## Permintaan Tertulis
Lanjutkan tulisan tentang jadwal acara yang padat hingga piala dunia tak sempat ditonton, dimulai tepat setelah kalimat terakhirnya.

## Blok Teks

Skip to main content
Banawa Maiyah

follow us

Like Facebook | Follow Instagram

Mati Ketawa Cara Refotnasi

 
Pisan-pisan Sambat, Rek

Termasuk sial saya ini soal piala dunia. Kapan nontonnya. Istri nunggu hari-hari melahirkan saja harus saya tinggal minggat-minggat terus. Ke Jawa Timur dalam sebulan ini ada tiga kali. Sepulang dari Surabaya baru dua hari mondar-mandir rumah sakit bersalin, hari ini sudah harus ke Staimus Solo, terus ke PP al-Huda Boyolali, terus Unika dan Forsimamupsi Semarang, terus  hari ini harus ke empat acara di Surabaya lagi: Yasfiru, Tambak Segaran, Al-Anwar dan Fortune, lantas besok shalawatan di Gramedia. Setelah itu skedul Juli sudah mengancam.

Diam-diam saya juga meras geli jauh ke dalam hati: seandainya saya ini seorang yang profesional---betapa tinggi pendapat saya. Jika sekali acara vorschot-nya 2,5 juta lagi sebelum naik mimbar--maka tiga hari acara itu saja saya sudah mengantongi duit tidak kurang dari 40 juta rupiah. Dan kalau saya turuti semua permintaan, dalam sebulan dipastikan income saya lebiih dari 2 milyar rupiah. Maka bisa dibayangkan berapa pabrik bisa saya bikin dalam hidup saya.

## Daftar Data
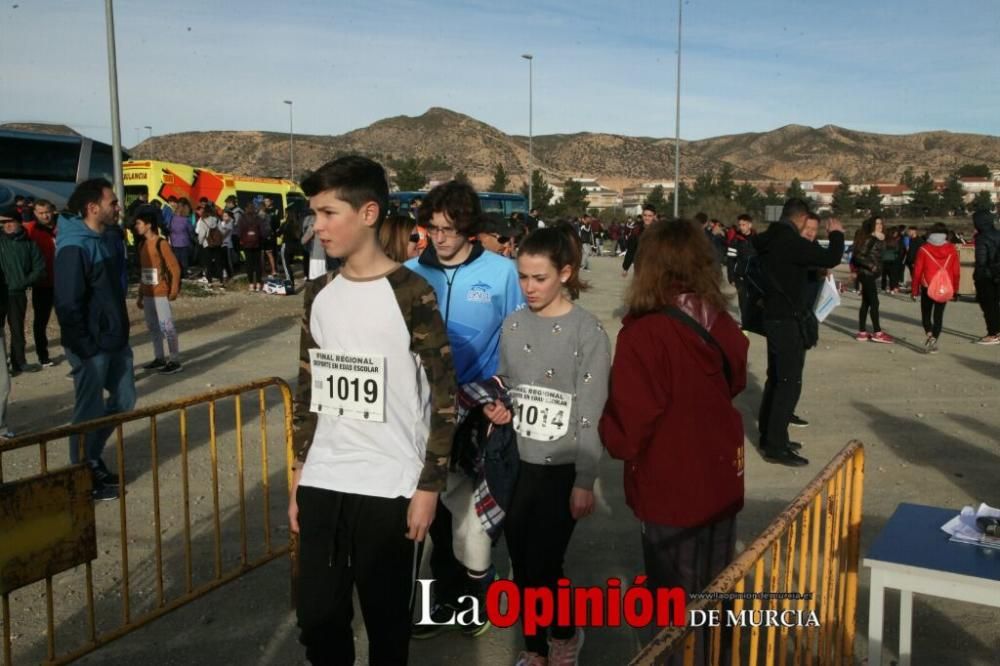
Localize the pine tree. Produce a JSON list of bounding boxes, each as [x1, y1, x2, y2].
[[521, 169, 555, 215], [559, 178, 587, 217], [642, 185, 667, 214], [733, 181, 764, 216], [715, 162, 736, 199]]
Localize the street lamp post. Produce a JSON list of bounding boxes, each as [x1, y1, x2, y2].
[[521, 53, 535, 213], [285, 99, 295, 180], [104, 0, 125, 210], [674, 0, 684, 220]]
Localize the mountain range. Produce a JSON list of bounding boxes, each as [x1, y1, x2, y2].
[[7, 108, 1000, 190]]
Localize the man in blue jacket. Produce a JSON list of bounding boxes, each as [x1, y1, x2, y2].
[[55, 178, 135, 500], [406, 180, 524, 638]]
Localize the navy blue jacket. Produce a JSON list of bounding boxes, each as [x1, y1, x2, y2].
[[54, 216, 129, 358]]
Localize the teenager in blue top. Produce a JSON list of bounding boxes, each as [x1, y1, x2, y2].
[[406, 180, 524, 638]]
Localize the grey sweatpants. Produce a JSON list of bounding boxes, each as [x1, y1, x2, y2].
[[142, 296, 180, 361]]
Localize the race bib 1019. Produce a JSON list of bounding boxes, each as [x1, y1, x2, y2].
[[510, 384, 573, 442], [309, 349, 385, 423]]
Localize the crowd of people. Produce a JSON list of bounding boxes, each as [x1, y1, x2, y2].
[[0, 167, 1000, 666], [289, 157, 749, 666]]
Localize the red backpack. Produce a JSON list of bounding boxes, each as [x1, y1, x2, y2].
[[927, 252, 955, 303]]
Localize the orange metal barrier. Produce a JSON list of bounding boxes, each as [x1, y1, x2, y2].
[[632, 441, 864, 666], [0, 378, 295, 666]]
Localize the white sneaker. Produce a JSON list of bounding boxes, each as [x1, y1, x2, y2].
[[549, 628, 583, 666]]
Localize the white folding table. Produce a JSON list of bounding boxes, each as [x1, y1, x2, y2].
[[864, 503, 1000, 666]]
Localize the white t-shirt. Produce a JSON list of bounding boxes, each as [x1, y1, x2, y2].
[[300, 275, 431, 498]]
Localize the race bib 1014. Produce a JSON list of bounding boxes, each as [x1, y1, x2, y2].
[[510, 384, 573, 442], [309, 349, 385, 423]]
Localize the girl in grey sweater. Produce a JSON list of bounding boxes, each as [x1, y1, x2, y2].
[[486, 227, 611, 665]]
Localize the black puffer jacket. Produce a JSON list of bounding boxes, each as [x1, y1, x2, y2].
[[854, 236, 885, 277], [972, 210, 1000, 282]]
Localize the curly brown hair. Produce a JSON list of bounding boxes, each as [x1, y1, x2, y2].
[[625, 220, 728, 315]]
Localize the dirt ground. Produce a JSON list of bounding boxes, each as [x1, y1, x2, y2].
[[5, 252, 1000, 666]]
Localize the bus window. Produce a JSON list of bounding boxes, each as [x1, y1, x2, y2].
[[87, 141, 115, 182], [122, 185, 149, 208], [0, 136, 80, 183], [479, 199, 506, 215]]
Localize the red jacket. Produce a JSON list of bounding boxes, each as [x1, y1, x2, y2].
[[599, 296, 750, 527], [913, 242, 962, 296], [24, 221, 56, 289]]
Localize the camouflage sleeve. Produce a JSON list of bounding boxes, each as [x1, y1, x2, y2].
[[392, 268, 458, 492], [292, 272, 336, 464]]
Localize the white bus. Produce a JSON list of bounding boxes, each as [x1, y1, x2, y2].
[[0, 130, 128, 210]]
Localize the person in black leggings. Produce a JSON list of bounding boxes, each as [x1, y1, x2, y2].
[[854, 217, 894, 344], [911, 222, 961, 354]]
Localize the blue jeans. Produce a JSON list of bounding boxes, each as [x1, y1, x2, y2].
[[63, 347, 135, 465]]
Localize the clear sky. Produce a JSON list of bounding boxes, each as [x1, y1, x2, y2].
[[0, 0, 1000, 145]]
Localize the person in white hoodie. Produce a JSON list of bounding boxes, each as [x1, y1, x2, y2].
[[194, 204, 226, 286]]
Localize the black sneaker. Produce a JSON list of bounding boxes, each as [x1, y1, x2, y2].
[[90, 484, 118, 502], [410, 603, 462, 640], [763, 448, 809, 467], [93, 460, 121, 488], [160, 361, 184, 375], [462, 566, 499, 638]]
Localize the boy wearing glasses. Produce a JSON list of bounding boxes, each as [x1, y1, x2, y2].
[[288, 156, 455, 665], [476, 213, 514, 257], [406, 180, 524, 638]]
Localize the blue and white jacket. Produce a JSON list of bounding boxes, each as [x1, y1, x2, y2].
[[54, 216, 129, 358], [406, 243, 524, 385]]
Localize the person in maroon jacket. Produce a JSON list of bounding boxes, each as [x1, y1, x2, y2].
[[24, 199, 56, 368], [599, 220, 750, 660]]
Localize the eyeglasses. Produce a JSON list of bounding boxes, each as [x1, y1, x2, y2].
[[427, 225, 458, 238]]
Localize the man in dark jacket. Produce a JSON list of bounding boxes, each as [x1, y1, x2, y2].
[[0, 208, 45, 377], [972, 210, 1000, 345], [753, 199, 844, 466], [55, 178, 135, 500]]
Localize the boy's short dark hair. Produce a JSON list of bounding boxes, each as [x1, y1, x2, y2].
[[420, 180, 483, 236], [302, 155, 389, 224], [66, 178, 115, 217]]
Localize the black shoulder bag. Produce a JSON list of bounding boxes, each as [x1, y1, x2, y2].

## Jawaban Latihan
Alhamdulillah dan sekaligus 'sialnya' dan 'bodohnya' saya tidak pasang tarif. Dan lebih alhamdulillah lagi dan lebih 'sial' lagi karena kalau alasan tidak pasang tarif itu adalah---umapamnya---"saya datang ke masyarakat memang ada yang wajib disilahturrahmikan dengan masyarakat, entah pendidikan politik, entah upaya sinergi ekonomi, atau apapun yang bermanfaat secara sosial..."---maka biasanya orang tidak percaya. Sudah sangat sedikit orang percaya kepada idealisme, kepada prinsip zuhud, bahkan idiom lillahi ta'ala pun sudah menjadi bahan tertawaan.

Jadi, di satu sisi tak boleh pasang tarif, di sisi lain tidak percaya bahwa tidak pasang tarif itu landasannya idealisme. Udah nggak dapat duit, masih dituding yang enggak-enggak, dianggap sok suci. Terkadang saya terhibur, misalnya sesudah doa bersama sampai orang nangis-nangis, nanti berkerubunglah mereka untuk memasukkan sesuatu ke dalam saku saya. Ternyata uang seribu perak. Betapa terharunya saya. Itu ungkapan tulus dari rasa syukurnya yang bersahaja.

Saya punya satu buku besar dan panjang mengenai 'sejarah' loro lopo saya dalam soal ini. Seandainya buku besar itu saya ekspose, nanti ada 'sialnya' lagi: Kok Cak Nun ngundat-undat sih, nggak ikhlas ya?

Kalau saya beri honor besar, kawan-kawan bilang saya ini kiai komersial. Kalau saya dapat honor kecil, teman-teman mengatakan "Dia sih memang segitu kelasnya".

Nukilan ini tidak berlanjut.